◆ DATA EXTRACTS:
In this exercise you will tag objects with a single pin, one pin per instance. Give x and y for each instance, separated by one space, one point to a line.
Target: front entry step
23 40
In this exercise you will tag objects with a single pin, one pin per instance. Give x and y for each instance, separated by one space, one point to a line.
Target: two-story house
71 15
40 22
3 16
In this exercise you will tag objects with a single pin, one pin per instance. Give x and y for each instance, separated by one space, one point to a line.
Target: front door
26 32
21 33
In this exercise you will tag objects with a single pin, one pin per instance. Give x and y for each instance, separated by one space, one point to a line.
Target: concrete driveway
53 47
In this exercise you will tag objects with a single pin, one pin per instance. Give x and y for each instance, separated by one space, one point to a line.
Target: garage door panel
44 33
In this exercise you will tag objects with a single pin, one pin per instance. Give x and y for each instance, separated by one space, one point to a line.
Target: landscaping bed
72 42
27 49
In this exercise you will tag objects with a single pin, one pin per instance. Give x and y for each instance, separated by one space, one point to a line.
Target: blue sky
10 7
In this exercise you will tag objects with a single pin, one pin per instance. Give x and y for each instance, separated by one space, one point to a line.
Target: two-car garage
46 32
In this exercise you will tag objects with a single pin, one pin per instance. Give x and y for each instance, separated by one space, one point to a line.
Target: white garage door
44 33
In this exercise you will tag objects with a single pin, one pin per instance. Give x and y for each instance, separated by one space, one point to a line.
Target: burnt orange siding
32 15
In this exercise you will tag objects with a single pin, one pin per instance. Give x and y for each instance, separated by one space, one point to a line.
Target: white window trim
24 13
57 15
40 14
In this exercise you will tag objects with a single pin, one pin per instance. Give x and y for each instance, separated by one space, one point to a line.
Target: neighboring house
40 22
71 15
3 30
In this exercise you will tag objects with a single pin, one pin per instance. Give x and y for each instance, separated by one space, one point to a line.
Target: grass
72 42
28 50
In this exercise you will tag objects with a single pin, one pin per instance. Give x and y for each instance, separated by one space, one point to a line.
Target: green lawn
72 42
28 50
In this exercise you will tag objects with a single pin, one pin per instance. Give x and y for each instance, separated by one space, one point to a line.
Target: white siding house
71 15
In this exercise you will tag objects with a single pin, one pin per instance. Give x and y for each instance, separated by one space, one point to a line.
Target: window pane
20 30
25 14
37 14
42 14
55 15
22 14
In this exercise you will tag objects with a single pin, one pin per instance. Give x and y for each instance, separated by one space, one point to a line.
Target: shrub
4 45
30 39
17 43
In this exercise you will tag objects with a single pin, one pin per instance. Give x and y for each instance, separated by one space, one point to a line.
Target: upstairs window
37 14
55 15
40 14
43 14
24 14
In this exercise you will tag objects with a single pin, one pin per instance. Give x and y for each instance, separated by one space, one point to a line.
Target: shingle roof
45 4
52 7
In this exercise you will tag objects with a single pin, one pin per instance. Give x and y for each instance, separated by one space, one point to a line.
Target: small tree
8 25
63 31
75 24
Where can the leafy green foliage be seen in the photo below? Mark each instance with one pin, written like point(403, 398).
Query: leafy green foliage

◆ YOUR ASSIGNMENT: Your answer should be the material, retyped exactly as written.

◆ OUTPUT:
In this exercise you will tag objects with a single pin, one pin per instance. Give x and y for each instance, separated by one space, one point to a line.
Target: front entry step
23 40
In this exercise you will tag objects with a single pin, one pin per instance. Give x and y for each instance, separated by one space, one point to a line.
Target: two-story house
71 15
40 22
3 16
In this exercise you will tag objects with a single pin, one pin per instance. Give x and y for each instance, separated by one space, one point to a line.
Target: front door
26 32
21 33
In this exercise you will tag objects with a single pin, one pin per instance. Give x and y for each instance, separated by one space, one point to a line.
Target: concrete driveway
53 47
In this exercise you will tag objects with a single pin, one pin per instance. Give x and y for each instance, separated by one space, one point to a line.
Target: garage door panel
44 33
In this exercise you will tag objects with a single pin, one pin per instance. Give x and y for each instance, separated by one space, one point to a line.
Target: landscaping bed
72 42
27 49
In this exercise you will tag objects with a single pin, one pin per instance. Give x and y for each instance, separated by one space, one point to a line.
Target: blue sky
10 7
In this exercise you will tag objects with a single pin, one pin per instance. Give x and y for each instance, separated by one space, one point to a line.
Target: two-car garage
46 32
In this exercise you will tag objects with a single pin, one pin per instance. Give x and y for each instance, separated by one space, one point to a line.
Target: white garage door
44 33
In this exercise you will tag objects with a single pin, one pin per instance. Give x and y for each instance, separated by one space, one point to a line.
Target: burnt orange siding
32 15
In this exercise you will tag objects with a single pin, one pin per instance. Give x and y for each instance, separated by one space, one point to a line.
Target: white window trim
24 13
57 15
40 14
In this exercise you will tag objects with a single pin, one pin per instance. Give x and y for each instance, separated by one space, one point to a line.
Target: neighboring house
40 22
71 15
3 30
In this exercise you will tag objects with a single pin, one pin per instance. Give x and y for each instance, separated by one space, one point to a line.
Target: grass
72 42
28 50
In this exercise you will tag objects with a single pin, one pin per instance. Give x and y for each instance, separated by one space, one point to a line.
Target: green lawn
72 42
28 50
In this exercise you will tag objects with a single pin, one pin per instance. Give x and y for each instance, separated by one space, one point to a line.
Target: white siding house
71 15
In this exercise you will tag objects with a single pin, one pin per instance. Give x and y for each instance, separated by one space, one point to a line.
Target: window pane
20 30
25 14
37 14
42 14
55 15
22 14
In this exercise you will tag objects with a single pin, one pin per instance. Give x and y for each instance, separated by one space, one point to a line.
Target: shrub
4 45
30 39
17 43
In this exercise you will tag objects with a single pin, one pin per instance. Give x and y for each instance, separated by one space, one point to a line.
Target: upstairs window
37 14
55 15
40 14
43 14
24 14
In this exercise you will tag objects with a single pin, one pin per instance. Give x and y for each instance, separated by one space, one point to a line.
Target: shingle roof
45 4
52 7
In this exercise you will tag objects with a single pin, one pin per instance. Give x and y for each instance, separated by one space, one point to a line.
Target: small tree
8 25
63 31
75 24
Where can the leafy green foliage be seen in the photo below? Mark each instance with one pin, written like point(403, 398).
Query: leafy green foliage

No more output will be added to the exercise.